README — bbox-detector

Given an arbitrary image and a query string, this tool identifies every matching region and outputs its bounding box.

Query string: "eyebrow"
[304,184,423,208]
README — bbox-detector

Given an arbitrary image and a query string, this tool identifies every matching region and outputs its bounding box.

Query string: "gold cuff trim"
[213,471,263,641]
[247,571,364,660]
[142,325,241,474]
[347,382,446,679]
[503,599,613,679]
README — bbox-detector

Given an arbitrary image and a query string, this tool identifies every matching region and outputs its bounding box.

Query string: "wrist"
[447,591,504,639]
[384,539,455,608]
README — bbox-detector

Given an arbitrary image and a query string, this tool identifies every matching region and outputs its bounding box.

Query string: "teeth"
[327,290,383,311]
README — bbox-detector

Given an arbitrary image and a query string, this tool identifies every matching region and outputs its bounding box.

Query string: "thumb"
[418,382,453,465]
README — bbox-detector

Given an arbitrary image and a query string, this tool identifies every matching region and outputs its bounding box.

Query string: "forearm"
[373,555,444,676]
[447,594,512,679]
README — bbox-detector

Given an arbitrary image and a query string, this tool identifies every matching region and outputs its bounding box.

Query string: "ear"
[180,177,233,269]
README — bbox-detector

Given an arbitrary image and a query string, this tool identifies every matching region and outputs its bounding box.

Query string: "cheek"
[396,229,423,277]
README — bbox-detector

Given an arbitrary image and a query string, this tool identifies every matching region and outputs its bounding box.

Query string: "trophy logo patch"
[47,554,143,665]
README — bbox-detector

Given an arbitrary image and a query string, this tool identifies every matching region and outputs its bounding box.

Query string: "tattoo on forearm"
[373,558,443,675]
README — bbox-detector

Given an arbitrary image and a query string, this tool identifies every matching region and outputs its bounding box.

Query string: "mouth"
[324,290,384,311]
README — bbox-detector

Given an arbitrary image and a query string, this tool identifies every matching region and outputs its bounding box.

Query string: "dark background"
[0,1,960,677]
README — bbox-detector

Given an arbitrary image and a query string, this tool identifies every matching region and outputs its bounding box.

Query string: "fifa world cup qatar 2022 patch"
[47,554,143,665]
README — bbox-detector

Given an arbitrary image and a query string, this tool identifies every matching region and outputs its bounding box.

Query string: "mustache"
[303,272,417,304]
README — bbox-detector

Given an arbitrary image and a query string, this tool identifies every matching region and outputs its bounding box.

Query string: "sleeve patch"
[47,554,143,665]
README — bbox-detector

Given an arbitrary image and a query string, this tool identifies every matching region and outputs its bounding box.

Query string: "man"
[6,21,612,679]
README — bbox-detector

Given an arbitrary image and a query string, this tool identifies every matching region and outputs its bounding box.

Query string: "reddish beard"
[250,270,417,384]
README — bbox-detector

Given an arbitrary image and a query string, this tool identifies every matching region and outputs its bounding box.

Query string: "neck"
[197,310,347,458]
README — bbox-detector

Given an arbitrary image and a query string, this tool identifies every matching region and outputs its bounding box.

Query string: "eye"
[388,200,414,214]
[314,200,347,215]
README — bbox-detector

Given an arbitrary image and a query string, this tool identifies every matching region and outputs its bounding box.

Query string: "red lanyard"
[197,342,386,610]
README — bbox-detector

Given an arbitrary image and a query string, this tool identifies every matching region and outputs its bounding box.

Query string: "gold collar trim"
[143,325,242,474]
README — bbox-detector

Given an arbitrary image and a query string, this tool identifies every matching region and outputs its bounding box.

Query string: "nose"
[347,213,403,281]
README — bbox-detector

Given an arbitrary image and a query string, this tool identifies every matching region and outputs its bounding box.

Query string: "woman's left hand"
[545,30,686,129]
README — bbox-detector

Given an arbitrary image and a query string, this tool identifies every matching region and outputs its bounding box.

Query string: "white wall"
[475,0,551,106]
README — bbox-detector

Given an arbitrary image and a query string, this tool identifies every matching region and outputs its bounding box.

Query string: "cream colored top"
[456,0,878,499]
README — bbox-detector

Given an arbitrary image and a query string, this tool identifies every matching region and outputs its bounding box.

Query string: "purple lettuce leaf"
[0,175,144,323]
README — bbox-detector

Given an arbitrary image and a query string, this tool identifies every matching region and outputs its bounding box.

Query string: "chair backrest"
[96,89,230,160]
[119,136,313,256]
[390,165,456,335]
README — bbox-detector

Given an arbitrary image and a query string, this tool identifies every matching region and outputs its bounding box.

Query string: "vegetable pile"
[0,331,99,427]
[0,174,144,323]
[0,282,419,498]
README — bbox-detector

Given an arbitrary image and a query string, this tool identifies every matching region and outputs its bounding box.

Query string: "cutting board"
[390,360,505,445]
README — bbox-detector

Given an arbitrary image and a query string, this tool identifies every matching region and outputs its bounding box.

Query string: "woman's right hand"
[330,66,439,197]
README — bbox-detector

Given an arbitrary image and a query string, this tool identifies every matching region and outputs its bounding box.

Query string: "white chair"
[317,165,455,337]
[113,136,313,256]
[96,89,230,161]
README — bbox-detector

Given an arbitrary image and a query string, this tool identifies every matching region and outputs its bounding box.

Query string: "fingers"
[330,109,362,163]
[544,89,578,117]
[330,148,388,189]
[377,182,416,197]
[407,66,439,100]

————

### TASK REQUIREMENTS
Copy all of the records above, replacing every "bounding box" with "enclosing rectangle" and leaving everything else the same.

### COMPLETED TASK
README — bbox-detector

Given an arbitrary image and a query string, this tool identifies every matching region and outputs its enclosing rectangle.

Query string: "eyebrow"
[304,184,423,208]
README — bbox-detector

Given an arbitrary image and a query string, this tool identifies every matching region and outputs its enclosing rectangle.

Query string: "gold cuff trim"
[213,471,263,641]
[247,571,364,660]
[142,325,241,474]
[347,382,446,679]
[503,599,613,679]
README — bbox-detector

Given an arbitrary image and a query string, this tool identifies every matching region and outputs its enclosing rectangle.

Query string: "wrist"
[447,591,504,639]
[384,539,455,608]
README — bbox-detector

Given an arbitrary image and a query string, this tool identifies every matching region and outputs its enclosing rectangle.

Query string: "teeth"
[327,290,383,311]
README — bbox-detector

Given an arbitrary image and a query string, this tool identifies every matching region and outputs its enclosing rectangle.

Query string: "thumb"
[418,382,453,465]
README — bbox-detector

Given an arbitrary image and a query string, this tool identifies every matching region and outputs its enclosing rectangle.

Query string: "forearm"
[373,555,444,676]
[447,594,512,679]
README — bbox-detector

Given an arbitrary image and a query string, this tool identifies every matching region and outputs its enclosing rectangle.

Query string: "ear"
[180,177,233,269]
README — bbox-detector

Given an arbitrary image and a query string, this tool identifies every matching region and outputs its enclosing rectangle.

Query string: "cheek"
[396,229,423,277]
README — bbox-detector

Given an arbitrary image and a query string, this tool identifies every matching region and outputs its enclosing rectangle.

Query string: "trophy logo patch"
[47,554,143,665]
README — bbox-detector

Given an arbitrary image and a query string, this tool identifies every matching region and outputs its enclosing rectangle.

Query string: "tattoo on forearm"
[373,558,443,675]
README — bbox-detector

Given an arbitrary image and a query string, this tool identifies every matching region and outputs its enclosing rectangle.

Query string: "mouth"
[324,290,384,311]
README — bbox-detector

Given an arbitrary image and a query string, this tool identifies every matching region and outputs its enclosing rectangle.

Query string: "dark background"
[0,1,960,677]
README — bbox-detector

Given an arbitrary image and a query string, this tool identifies every matching region and outputs its enclosing rectangle.

Query string: "fifa world cup qatar 2022 patch"
[47,554,143,665]
README — bbox-detector

Given an arbitrary image and a query string, this tool identifies every matching region and outputs its enclosing rectangle.

Query string: "mustache"
[303,272,417,304]
README — bbox-detector

Given an arbitrary image and a query string, this tool identifies every matching region and outputs its enclosing rectangle.

Query string: "sleeve patch"
[47,554,143,665]
README — bbox-detector

Given an arbitrary image and a query string, this tool identifies every matching region and outputs its enclosing rectangle.

Query string: "man"
[6,21,612,679]
README — bbox-detector

Given an arbitrary image and a query string, this tool identifies every matching region and outputs its enclosing rectangle.

Query string: "reddish beard"
[250,270,417,384]
README — bbox-detector

Given an arbitrary image and a query string, this tool identifies every matching region and outputs its enclosing rectangle.

Query string: "neck"
[197,310,347,458]
README — bbox-detector

Given an arbitrary image and a query string, this tool identifies every matching region and outputs its enclosing rectangle.

Query string: "eye"
[388,200,414,214]
[314,200,347,215]
README — bbox-detector

Given an arbitrary image and a query string, this tool identifies every matching region and outputs its enclosing rectangle.

Query string: "red lanyard"
[197,342,386,610]
README — bbox-detector

Given an arbitrary image and a query string, this tool identifies every matching region and outputs its enclosing rectangle.

Query string: "gold collar trim"
[143,325,242,474]
README — bbox-detector

Given an arbitrary image and a query string, this tool identifies every matching region and outputs its enclosing rectangle.

Query string: "nose"
[347,213,403,281]
README — bbox-detector

Given an arbitrary image and a query string, this tool identifies every matching region and outputs its enclosing rectangle.

Query string: "woman's left hand"
[545,30,686,129]
README — bbox-detector

Given an arbitrary image and a query string, this tool identifies every matching region and outputs its enclosing rectangle.

Query string: "white wall"
[475,0,551,106]
README — bbox-detector

Given an arbitrary image and a query string, this tool identifies every matching region and outputs its enclosing rectangle.

Query string: "cream colored top"
[456,0,878,499]
README — bbox-detector

Given an arbitrary image and a query string, this tool identifies every matching region and outputs its enclosing rectangle.

Query string: "purple lettuce leaf"
[0,175,144,323]
README — bbox-detector

Given an arbitrary image and a query string, this tool identifies every matching region and outputs its enclosing rectangle.

Query string: "chair backrest"
[96,89,230,160]
[119,136,313,256]
[390,165,456,335]
README — bbox-detector

Given an arbitrary image and a query string, this tool identifies every matching region and outputs its enclosing rectangle.

Query string: "vegetable pile"
[0,331,99,427]
[0,174,144,323]
[0,282,419,498]
README — bbox-detector

Given an arbitrary image and a query string, this tool identifies every matching region and outputs its enclosing rectangle.

Query string: "cutting board"
[390,360,505,445]
README — bbox-detector

Given an arbitrary image and a query string, this tool identifies every matching region and outputs its enclosing rectangle.

Query string: "woman's right hand"
[330,66,439,197]
README — bbox-detector

Given an arbitrary image and a query string, this tool identifies every matching region and outputs its enclosing rectangle.

Query string: "white chair"
[317,165,455,337]
[113,136,313,256]
[96,89,230,161]
README — bbox-detector

Given an arbitrary image and a query string, this tool identifies every matching region and outputs its enclosing rectangle.

Query string: "fingers"
[330,109,362,163]
[544,89,578,117]
[330,148,388,189]
[377,182,416,197]
[407,66,439,100]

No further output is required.